Return verbatim every line from the first line of the data below to the line that contains "find the folded", inclusive, and no further.

==== DATA FOR THIS EXERCISE

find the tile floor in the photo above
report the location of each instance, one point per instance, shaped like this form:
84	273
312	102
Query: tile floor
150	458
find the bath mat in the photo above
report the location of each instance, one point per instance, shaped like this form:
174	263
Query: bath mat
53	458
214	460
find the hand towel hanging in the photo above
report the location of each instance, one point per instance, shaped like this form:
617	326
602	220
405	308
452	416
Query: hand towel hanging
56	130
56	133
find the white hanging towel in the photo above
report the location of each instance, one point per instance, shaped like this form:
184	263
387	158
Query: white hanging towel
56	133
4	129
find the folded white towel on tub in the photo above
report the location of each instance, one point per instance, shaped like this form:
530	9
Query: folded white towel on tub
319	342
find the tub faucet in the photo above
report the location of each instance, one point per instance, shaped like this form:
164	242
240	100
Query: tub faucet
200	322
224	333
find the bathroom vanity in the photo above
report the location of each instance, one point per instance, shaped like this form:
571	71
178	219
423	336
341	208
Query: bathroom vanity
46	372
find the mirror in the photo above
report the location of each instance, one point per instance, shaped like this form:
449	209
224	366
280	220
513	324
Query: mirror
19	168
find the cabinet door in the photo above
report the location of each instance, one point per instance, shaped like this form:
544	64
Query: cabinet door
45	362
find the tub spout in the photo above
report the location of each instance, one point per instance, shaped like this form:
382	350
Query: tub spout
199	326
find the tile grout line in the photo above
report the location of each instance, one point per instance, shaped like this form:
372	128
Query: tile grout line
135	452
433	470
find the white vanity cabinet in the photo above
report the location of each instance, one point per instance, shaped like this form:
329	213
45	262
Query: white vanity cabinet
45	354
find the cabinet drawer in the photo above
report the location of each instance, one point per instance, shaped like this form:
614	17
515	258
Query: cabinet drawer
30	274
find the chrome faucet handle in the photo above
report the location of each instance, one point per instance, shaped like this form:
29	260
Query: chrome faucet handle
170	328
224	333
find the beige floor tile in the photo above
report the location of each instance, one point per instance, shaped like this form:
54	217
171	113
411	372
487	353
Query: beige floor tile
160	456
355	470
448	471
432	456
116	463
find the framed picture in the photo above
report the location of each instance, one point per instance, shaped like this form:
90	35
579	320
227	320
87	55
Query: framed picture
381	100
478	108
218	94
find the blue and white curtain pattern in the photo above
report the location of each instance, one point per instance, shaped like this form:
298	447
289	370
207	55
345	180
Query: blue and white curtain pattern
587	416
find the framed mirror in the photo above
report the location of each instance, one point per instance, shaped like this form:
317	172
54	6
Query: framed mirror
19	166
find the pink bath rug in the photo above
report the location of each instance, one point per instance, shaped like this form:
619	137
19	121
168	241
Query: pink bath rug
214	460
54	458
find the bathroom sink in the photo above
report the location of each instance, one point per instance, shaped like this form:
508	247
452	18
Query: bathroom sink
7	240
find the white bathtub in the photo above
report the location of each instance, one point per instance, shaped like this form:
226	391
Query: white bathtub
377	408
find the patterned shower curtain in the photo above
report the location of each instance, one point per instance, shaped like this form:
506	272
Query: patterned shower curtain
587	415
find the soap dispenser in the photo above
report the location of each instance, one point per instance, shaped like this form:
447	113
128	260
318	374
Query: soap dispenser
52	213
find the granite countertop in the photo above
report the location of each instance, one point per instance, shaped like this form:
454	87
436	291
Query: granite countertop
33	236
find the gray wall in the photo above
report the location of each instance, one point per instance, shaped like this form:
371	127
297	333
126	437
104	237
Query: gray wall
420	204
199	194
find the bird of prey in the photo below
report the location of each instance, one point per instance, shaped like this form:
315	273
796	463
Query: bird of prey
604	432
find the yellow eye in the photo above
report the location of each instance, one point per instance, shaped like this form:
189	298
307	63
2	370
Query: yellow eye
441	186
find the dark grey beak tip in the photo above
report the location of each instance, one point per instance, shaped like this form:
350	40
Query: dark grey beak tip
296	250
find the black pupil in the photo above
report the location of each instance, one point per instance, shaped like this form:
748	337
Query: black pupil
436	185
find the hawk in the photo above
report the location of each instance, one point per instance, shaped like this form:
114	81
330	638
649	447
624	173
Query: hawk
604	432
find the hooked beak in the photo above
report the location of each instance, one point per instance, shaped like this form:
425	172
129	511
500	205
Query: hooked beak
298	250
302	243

========

RESULT FOR THIS TASK ->
find the tile floor in the photo above
report the location of each instance, one point per instance, shaped like this form:
84	273
312	102
Query: tile floor
150	458
find the bath mat in the photo above
report the location of each instance, one point per instance, shaped like this form:
174	263
Query: bath mat
53	458
214	460
find the hand towel hanging in the photo above
report the location of each instance, one point per instance, shaped like this form:
617	326
602	220
405	308
452	416
Query: hand towel hanging
56	130
56	133
find the white hanging towel in the photo above
report the location of each instance, one point per instance, shaped like this form:
184	263
387	158
Query: white hanging towel
56	133
4	129
find the folded white towel on tub in the photo above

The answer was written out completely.